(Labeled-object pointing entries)
☆ ☆ ☆ ☆ ☆ ☆ ☆

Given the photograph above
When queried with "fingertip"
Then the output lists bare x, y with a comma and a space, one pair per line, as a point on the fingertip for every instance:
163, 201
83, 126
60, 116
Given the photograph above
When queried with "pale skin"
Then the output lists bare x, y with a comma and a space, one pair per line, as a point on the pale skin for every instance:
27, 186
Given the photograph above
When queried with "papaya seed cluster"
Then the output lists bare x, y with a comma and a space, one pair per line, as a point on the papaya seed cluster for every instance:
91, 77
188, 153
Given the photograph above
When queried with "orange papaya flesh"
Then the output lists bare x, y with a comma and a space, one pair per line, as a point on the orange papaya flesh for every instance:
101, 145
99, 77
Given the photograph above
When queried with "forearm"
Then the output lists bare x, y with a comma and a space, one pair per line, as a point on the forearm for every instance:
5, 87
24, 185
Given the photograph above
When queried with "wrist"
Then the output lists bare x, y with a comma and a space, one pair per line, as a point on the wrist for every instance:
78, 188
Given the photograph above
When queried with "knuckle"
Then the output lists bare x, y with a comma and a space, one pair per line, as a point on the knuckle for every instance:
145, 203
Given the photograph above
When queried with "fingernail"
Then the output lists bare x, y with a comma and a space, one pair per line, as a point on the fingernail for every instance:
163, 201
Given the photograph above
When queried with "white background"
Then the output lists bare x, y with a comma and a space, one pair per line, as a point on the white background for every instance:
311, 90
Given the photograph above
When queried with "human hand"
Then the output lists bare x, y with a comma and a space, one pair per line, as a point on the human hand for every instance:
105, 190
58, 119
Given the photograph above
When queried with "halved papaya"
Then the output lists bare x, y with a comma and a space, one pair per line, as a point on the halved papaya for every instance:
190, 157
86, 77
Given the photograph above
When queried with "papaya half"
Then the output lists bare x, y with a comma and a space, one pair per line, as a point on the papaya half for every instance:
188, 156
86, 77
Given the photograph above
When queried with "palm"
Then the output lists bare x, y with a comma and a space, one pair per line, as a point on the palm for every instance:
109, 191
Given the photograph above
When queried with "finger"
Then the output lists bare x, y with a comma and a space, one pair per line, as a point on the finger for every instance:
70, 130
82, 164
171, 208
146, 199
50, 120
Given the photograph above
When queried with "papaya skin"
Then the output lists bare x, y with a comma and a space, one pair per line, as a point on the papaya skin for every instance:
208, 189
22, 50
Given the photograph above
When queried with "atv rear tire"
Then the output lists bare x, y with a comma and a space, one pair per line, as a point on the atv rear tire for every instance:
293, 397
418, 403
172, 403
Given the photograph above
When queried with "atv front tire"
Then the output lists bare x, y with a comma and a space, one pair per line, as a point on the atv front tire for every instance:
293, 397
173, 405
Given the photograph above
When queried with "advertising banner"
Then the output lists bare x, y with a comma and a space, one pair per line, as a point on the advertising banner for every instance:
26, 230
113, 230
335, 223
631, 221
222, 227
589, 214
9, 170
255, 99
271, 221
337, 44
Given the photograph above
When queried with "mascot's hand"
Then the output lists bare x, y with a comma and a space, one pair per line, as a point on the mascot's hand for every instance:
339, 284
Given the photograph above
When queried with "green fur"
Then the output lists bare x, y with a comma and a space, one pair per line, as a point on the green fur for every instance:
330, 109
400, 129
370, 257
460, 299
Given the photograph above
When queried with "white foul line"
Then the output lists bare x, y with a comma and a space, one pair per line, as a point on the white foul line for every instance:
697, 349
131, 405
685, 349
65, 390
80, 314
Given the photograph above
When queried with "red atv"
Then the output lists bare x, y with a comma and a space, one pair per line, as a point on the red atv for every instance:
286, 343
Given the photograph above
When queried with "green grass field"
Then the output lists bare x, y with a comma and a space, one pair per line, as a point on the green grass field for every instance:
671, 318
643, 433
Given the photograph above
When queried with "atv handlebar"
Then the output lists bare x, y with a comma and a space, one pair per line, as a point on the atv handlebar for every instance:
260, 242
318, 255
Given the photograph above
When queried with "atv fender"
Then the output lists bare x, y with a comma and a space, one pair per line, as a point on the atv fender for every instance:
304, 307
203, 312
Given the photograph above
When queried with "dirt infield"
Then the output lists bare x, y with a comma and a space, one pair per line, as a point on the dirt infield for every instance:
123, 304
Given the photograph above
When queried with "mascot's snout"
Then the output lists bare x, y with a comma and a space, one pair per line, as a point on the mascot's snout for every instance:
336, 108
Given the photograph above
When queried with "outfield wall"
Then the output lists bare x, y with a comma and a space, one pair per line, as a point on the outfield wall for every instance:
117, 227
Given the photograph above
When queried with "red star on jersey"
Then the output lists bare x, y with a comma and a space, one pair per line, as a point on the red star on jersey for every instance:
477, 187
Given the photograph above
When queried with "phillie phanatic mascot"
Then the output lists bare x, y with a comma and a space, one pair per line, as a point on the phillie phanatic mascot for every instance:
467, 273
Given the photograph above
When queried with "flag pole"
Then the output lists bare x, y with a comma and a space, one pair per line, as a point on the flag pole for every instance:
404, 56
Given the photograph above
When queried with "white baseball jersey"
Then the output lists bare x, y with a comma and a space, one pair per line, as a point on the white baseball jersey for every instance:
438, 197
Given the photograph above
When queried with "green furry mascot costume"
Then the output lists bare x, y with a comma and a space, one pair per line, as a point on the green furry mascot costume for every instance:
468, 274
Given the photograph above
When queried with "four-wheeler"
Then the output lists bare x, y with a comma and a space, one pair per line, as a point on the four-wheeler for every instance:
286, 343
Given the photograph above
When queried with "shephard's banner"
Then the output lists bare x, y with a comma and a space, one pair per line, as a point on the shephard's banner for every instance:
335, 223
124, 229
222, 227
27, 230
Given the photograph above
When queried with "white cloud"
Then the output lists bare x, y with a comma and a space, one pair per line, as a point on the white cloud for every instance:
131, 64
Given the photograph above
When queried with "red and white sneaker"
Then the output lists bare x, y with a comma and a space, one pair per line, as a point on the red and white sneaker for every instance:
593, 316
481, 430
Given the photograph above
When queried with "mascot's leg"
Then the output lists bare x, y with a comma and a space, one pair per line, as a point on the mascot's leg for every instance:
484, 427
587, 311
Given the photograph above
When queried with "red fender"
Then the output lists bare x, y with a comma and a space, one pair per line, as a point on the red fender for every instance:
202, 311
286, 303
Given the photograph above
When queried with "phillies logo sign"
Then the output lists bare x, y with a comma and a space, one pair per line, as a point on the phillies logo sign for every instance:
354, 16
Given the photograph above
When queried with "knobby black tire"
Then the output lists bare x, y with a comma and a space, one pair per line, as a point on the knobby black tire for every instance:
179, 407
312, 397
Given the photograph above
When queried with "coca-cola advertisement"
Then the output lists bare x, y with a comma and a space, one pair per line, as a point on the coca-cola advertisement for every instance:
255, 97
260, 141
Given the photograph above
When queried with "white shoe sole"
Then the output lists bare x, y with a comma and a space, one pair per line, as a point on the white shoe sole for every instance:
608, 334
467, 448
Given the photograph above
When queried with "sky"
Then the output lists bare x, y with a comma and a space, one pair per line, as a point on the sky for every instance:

☆ ☆ ☆ ☆ ☆ ☆ ☆

Requirements> Which lines in the entries above contain the word "logo"? Copy each of them.

The result>
When queried with "phillies logo sign"
Then the output lists bare x, y with a comma and a space, one pair per line, as a point on the phillies logo sign for every instance:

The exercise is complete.